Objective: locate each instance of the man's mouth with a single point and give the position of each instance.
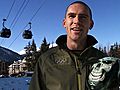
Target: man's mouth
(76, 29)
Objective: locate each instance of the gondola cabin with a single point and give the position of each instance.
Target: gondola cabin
(5, 33)
(27, 34)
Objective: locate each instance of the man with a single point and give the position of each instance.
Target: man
(68, 65)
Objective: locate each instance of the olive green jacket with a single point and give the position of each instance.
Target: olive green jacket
(60, 69)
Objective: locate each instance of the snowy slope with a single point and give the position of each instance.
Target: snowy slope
(13, 83)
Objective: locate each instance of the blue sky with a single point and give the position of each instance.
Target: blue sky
(47, 22)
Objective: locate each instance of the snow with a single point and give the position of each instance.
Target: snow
(15, 83)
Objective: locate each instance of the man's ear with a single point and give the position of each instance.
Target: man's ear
(64, 23)
(91, 24)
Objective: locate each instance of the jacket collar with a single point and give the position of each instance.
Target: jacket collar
(61, 41)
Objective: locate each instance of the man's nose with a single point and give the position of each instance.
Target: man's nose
(77, 20)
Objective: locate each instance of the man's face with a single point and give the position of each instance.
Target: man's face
(77, 22)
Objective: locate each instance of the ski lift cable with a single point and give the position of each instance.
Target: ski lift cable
(16, 37)
(18, 13)
(10, 9)
(27, 24)
(38, 10)
(8, 17)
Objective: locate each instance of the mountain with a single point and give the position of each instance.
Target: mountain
(8, 55)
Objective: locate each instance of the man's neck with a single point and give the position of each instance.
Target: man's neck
(75, 45)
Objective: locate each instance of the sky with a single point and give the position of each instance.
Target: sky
(46, 21)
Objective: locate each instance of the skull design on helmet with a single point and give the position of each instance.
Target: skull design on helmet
(100, 69)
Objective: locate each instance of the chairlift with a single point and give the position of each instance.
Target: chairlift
(27, 34)
(5, 32)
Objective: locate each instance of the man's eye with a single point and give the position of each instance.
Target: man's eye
(83, 17)
(72, 16)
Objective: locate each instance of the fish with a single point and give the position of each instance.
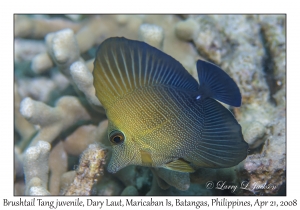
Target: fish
(160, 116)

» Your goal:
All lines above from the one containing "Objective: locate each instance of the gondola" to the one containing "Objective: locate each instance of the olive" must be repeated exactly, both lines included, and no others.

» Task answer:
Objective: locate each instance of the gondola cabin with a single point and give the position of each instance.
Target: gondola cabin
(5, 33)
(27, 34)
Objective: locate each instance of the man with a single point and give the position of each instance.
Target: man
(68, 65)
Objective: locate each instance of the olive green jacket with a single point and give the position of each instance.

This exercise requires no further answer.